- [Instruction a]: From the court opinion in Clay's Estate below, extract the passage that begins at the words "The account is" and stops after the words "in detail hereafter.".
*** Document ***
Case Name: Clay's Estate
Court: Philadelphia County Orphans' Court
Jurisdiction: Pennsylvania
Decision Date: 1936-02-13
Citations: 25 Pa. D. & C. 257
Docket Number: no. 549
Parties: Clay’s Estate
Judges: 
Reporter: Pennsylvania District and County Reports
Volume: 25
Pages: 257–268

Head Matter:
Clay’s Estate
Boyd Lee Spahr and Thomas Raeburn White, for accountant.
Albert P. Gerhard, for deceased cotrustee.
James Francis Ryan, for beneficiaries.
February 13, 1936.

Opinion:
Stearne, J.,
This trust arose under the will of the decedent, who died on November 3, 1911, wherein and whereby, by the sixteenth item thereof, he gave to The Land Title and Trust Company and Alfred H. Williams such part of his estate as they should select, determine, set apart and value and appraise at the sum of $40,000, in trust, to invest, to collect the income and to pay over the net income to or for the maintenance and support of his granddaughter, Ruth Hill, during her life, subject to certain spendthrift and separate use provisions, and he further provided that after her death, in case she should die leaving-children living at the time of her death, the principal of the trust should be paid over to such children as might be living at the time of her death in equal shares per stirpes, with further provisions in case of her death without leaving children to survive her not now material and therefore not recited.
The account is filed for audit and for confirmation, and for the purpose of having the court pass upon certain questions raised which will be discussed in detail hereafter.
*** Entries ***
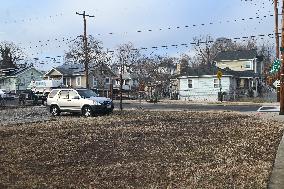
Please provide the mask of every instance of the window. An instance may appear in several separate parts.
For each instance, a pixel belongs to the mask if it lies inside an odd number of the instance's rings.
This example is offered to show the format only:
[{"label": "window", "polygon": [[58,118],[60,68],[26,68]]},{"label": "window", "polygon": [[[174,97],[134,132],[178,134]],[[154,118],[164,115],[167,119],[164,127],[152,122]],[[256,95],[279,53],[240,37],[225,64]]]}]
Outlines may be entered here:
[{"label": "window", "polygon": [[66,86],[71,86],[71,78],[70,77],[63,78],[63,84]]},{"label": "window", "polygon": [[80,77],[76,77],[76,85],[77,86],[81,86],[81,76]]},{"label": "window", "polygon": [[69,92],[69,98],[70,98],[70,99],[73,99],[75,96],[79,96],[79,95],[76,93],[76,91],[70,91],[70,92]]},{"label": "window", "polygon": [[125,80],[125,85],[129,85],[129,83],[130,83],[130,80],[129,80],[129,79],[126,79],[126,80]]},{"label": "window", "polygon": [[246,66],[245,66],[246,69],[250,69],[250,63],[246,63]]},{"label": "window", "polygon": [[189,89],[193,88],[193,87],[192,87],[192,83],[193,83],[192,79],[189,79],[189,80],[188,80],[188,88],[189,88]]},{"label": "window", "polygon": [[93,77],[93,87],[97,87],[97,86],[98,86],[97,78]]},{"label": "window", "polygon": [[110,78],[109,77],[106,77],[105,79],[105,84],[109,84],[110,83]]},{"label": "window", "polygon": [[60,94],[59,94],[59,98],[68,99],[69,98],[69,91],[61,91]]},{"label": "window", "polygon": [[220,88],[219,79],[214,79],[214,88]]},{"label": "window", "polygon": [[57,94],[58,91],[59,91],[59,90],[52,90],[52,91],[49,93],[48,97],[49,97],[49,98],[53,98],[53,97]]}]

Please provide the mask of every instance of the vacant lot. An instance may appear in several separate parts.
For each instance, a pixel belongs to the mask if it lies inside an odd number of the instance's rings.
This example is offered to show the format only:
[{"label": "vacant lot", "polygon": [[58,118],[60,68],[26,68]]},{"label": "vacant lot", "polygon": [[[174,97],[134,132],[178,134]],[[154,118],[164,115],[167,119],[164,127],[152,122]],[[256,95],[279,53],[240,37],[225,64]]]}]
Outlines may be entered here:
[{"label": "vacant lot", "polygon": [[0,188],[265,188],[283,125],[115,112],[0,126]]}]

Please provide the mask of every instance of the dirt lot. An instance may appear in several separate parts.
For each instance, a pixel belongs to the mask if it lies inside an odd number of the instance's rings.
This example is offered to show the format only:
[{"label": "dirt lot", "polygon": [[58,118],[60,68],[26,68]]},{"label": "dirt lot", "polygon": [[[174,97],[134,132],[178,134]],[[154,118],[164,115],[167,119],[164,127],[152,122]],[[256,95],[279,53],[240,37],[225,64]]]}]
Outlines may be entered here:
[{"label": "dirt lot", "polygon": [[2,124],[0,188],[266,188],[282,133],[209,112]]}]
***
- [Instruction b]: Copy out each line of the listing above that contains the word "every".

- [Exercise response a]:
The account is filed for audit and for confirmation, and for the purpose of having the court pass upon certain questions raised which will be discussed in detail hereafter.

- [Exercise response b]:
Please provide the mask of every instance of the window. An instance may appear in several separate parts.
Please provide the mask of every instance of the vacant lot. An instance may appear in several separate parts.
Please provide the mask of every instance of the dirt lot. An instance may appear in several separate parts.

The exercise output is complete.